## [Selection]

This judgment (and the judgment in the court
a
quo
) approached the matter on the basis
that the parties involved on the papers before this court
intended Noble Land and Pabar to have separate
corporate personalities
and clearly
entered into an arrangement as to their
shareholdings. As already referred to, the Lion Trust and the Omegna
Trust each holds 50%
of the shares in Noble Land. Pabar’s
shareholding is in dispute, but it is also not held in three,
one-third allocations
either. On the respondents’ version, it
is owned 100% by Mr and Mrs Barbaglia. Michael avers that he holds
15%, and his parents
the remaining 85%.
[9]
The court
a
quo
dismissed the application for the
winding up of Noble Land on 2 July 2020. The appeal is before this
court with leave of the court
a quo
.
Legal
grounds for the relief sought
[10]
The appellants sought a final winding-up
order in their founding papers in terms of:
[10.1]
Section
344(f),
[1]
read with section 345,
[2]
of the
Companies
Act
61 of 1973 (being on the basis that Noble Land is unable to pay its
debts);
[10.2]
Section
344(h)
[3]
of the 1973 Companies Act (being on the basis that it appears that it
is just and equitable that the company should be wound-up).
[11]
Alternatively
to a winding-up under the 1973 Companies Act, the appellants seek the
appointment of a liquidator on the basis that

the
company appears to be insolvent

under section 163(2)(b), as read with section 163(1)
[4]
of the 2008 Companies Act (relief applicable in the case of
oppressive or prejudicial conduct).
[12]
In a winding-up of a company, the usual
first question is if the 1973 Companies Act still applies. The 2008
Companies Act repealed
the 1973 Companies Act in section 224, but
retained certain sections as an interim
arrangement in cases of insolvent companies. Accordingly, which Act
applies, is a question
determined with reference to solvency. The
interim retention of parts of the 1973 Companies Act is set out in
Schedule 5 to the
2008 Companies Act. It retains Chapter 14 of the
1973 Companies Act under which the sections mentioned above, fall.
The schedule
then expressly states that “
sections
343, 344, 346, and 348 to 353 do not apply to the winding-up of a
solvent company, except to the extent necessary to give
full effect
to the provisions of Part G of Chapter 2

of the 2008 Companies Act.
[13]
However, if only winding-up for just and
equitable reasons are in issue, the solvency issue becomes of lesser
importance. The reasons
are that both Acts contain such a section,
and as will appear below, the impact of a decision by the Supreme
Court of Appeal,
Thunder Cats
Investments 92 (Pty) Ltd and Another v Nkonjane Economic Prospecting
and Investment (Pty) Ltd and Others
2014 (5) SA 1
(SCA).

## [Dataset records]
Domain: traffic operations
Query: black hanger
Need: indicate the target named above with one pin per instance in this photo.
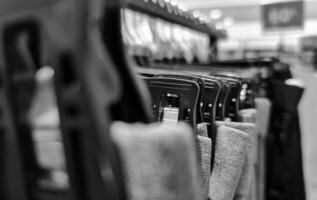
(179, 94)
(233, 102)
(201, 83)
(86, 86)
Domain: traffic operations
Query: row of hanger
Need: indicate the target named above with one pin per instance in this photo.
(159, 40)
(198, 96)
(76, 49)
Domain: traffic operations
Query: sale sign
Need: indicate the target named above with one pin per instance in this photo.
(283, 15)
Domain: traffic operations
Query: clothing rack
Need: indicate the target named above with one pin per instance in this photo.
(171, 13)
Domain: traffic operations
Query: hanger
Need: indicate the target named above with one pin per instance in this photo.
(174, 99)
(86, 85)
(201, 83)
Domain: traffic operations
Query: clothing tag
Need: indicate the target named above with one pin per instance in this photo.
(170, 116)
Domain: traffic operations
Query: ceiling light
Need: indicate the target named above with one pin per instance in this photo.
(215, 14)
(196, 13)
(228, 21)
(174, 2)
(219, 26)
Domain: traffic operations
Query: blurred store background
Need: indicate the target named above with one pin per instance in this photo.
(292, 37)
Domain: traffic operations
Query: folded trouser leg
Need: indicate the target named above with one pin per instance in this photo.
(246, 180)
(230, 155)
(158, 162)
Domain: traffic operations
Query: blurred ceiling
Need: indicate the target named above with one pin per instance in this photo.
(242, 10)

* * *

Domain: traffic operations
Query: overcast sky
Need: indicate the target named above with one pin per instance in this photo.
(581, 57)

* * *

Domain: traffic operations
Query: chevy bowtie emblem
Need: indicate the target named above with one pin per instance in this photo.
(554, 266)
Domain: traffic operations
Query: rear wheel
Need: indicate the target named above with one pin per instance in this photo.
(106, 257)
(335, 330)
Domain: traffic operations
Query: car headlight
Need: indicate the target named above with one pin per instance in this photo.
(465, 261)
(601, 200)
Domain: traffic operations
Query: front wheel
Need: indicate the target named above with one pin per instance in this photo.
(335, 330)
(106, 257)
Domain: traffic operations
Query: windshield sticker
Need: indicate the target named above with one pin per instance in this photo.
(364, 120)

## [Objectives]
1. Report every line of the entries that contains the word "blurred". Matches must have the same letter case.
2. Continue the court judgment on the winding-up of Noble Land from the point where it stops.
The text and the entries have nothing to do with each other.

## [Results by task]
1.
Query: blurred store background
Query: blurred ceiling

2.
[14]
The two just and equitable sections are
section 344(h) of the 1973 Companies Act and section 81(1)(d)(iii) of
the 2008 Companies
Act. Section 344(h) has been quoted above in
footnote 3. Section 81(1)(d) of the 2008 Companies Act reads:

(1)
A court may order a solvent company to be wound up if-
(a)

(d)
the company, one or more directors or one or more shareholders have
applied to the
court for an order to wind up the company on the
grounds that-
(i)
the directors are deadlocked in the management of the company, and
the shareholders
are unable to break the deadlock, and-
(aa)
irreparable injury to the company is resulting, or may result, from
the deadlock; or
(bb)
the company's business cannot be conducted to the advantage of
shareholders generally, as a result
of the deadlock;
(ii)
the shareholders are deadlocked in voting power, and have failed for
a period that includes
at least two consecutive annual general
meeting dates, to elect successors to directors whose terms have
expired; or
(iii)
it is otherwise just and equitable for the company to be wound up

.
[15]
There is a great deal of overlap between
the two just and equitable sections. Section 81(1)(d) and the effect
of the
Thunder Cats
judgment
are addressed later herein.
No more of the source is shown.